## Short exercise
In the forum discussion on global warming below, what does Thomas say nature only has to do this time?

## Given text
::::::::

Basically I don't share your view which implies that there's only one ecological equilibrium at which humans can be happy, and that any change in the ecosystem is a "harm" to it. I don't doubt global warming will change the ecosystem. In hundred years, plants that now grow in New Orleans will grow in Memphis, what grows in Memphis now will grow in Saint Louis, what grows in Saint Louis will grow in Chicago, and so on. Adapting to that change won't be gratis for us -- we'll have to build better insulated houses, equip them with better air conditioning, saw differnt crops on our fields etc. As I said before, I'm not denying some amount global warming is happening and that it will cost us. Unlike you, I just don't think it's going to be catastrophic, and I suspect dealing with it will be less of a burden on us than preventing it.

owi wrote:
It's not that easy thomas. It took a very long time to create this fossil fuels. Nature had a lot of time to adapt to this process. Now nature has not very much time(some 100 years are nothing).

On the other hand, nature has a lot less adapting to do this time. In particular, it doesn't have to evolve new species. All the plants and animals that now live exist because their predecessors have survived under the conditions before plants reduced CO2 levels by fossilizing. So this time, nature only has to move the species that already exist towards colder regions -- towards the poles and up the mountains. Spreading seeds a few miles north per year isn't too hard for our flora, and migrating a few miles north per year is no problem at all for our fauna.

-- Thomas
0 Replies
 
Scrat
 
  1  
Reply Fri 4 Jul, 2003 09:21 am
roger wrote:
Don't be silly, Scrat. But if the same amount of hydrocarbons are consumed in either case, what is the difference in outcome?

The difference is that when the plants stored the carbon (recent) it reduced the amount of CO2 in the atmosphere, and when we burn that biomass fuel, we simply put it back. NO NET GAIN.

When we burn fossil fuels we free carbon that has been sequestered for a long time and so have a net gain to atmospheric CO2.

The difference is the difference between adding a cup of water to a bucket (fossil) or taking a cup out of the bucket and then putting it back in (biomass). The former raises the level in the bucket, the latter does not.

::::::::

## Excerpted data

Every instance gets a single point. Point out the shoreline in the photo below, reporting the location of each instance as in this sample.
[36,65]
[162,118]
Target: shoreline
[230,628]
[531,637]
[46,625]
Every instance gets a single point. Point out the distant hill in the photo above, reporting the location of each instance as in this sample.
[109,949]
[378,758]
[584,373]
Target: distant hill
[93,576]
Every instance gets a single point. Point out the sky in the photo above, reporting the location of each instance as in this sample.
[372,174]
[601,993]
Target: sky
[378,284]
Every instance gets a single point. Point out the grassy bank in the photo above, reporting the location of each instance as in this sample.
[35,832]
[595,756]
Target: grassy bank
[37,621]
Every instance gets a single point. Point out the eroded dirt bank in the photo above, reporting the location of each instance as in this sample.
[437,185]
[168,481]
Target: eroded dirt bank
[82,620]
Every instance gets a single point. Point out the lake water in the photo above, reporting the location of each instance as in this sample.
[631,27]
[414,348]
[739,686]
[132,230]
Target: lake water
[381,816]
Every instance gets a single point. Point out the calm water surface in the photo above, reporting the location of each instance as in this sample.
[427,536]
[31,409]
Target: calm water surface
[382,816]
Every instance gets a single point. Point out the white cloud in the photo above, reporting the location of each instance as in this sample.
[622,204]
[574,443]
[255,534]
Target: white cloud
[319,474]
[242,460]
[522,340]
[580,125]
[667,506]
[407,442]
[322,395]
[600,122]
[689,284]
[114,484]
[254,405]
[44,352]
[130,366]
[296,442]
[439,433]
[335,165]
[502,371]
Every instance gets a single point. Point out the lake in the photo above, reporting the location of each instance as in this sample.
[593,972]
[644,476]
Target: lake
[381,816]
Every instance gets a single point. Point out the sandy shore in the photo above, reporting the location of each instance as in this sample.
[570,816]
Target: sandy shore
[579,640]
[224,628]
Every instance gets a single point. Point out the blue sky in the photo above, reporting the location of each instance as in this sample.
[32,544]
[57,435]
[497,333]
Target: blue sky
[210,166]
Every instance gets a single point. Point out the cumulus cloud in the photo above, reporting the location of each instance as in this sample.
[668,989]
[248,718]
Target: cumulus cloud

::::::::

## Written solution
Move the species that already exist toward colder regions, toward the poles and up the mountains.